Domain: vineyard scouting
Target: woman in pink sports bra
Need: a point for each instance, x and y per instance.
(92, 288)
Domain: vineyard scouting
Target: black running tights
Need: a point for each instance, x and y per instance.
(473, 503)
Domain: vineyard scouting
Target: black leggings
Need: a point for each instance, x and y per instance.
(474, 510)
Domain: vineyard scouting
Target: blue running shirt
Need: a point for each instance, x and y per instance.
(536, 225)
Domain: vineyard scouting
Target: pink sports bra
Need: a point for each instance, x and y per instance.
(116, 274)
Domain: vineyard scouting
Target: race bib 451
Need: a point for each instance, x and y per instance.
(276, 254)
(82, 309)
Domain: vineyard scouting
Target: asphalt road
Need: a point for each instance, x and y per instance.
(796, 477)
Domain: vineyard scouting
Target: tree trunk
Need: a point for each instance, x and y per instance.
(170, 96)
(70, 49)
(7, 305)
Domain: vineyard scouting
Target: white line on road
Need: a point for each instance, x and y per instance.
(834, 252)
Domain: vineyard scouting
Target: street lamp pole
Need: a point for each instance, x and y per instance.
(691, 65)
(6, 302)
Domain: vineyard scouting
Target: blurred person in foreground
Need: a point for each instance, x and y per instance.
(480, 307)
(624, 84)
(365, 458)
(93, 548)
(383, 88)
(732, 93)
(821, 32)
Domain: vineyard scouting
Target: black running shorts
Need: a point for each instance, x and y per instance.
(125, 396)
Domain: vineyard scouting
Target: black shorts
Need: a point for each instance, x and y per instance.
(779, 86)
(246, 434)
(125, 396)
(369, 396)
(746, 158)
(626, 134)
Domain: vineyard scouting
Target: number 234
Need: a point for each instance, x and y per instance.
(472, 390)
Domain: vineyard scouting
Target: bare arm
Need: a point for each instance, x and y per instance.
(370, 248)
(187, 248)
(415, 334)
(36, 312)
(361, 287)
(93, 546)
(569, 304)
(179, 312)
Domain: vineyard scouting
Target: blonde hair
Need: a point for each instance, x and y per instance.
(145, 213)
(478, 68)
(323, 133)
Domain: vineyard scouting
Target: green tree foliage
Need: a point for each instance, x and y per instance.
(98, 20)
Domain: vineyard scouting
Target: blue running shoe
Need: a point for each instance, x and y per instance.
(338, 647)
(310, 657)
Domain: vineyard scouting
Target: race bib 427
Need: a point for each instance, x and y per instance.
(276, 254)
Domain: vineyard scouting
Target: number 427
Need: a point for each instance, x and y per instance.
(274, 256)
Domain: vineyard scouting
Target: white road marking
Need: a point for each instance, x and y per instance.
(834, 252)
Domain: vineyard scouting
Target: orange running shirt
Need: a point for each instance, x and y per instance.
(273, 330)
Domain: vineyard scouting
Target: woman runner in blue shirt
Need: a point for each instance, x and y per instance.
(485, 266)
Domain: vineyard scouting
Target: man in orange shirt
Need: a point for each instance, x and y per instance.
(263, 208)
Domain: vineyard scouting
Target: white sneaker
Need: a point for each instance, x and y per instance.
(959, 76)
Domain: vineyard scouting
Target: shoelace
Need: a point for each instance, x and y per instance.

┄┄┄┄┄┄┄┄┄┄┄┄┄┄┄┄┄┄┄┄

--- What you need to do ---
Copy out every line of the entries where the string "pink" shows up.

--- Written reply ---
Target: woman in pink sports bra
Target: pink sports bra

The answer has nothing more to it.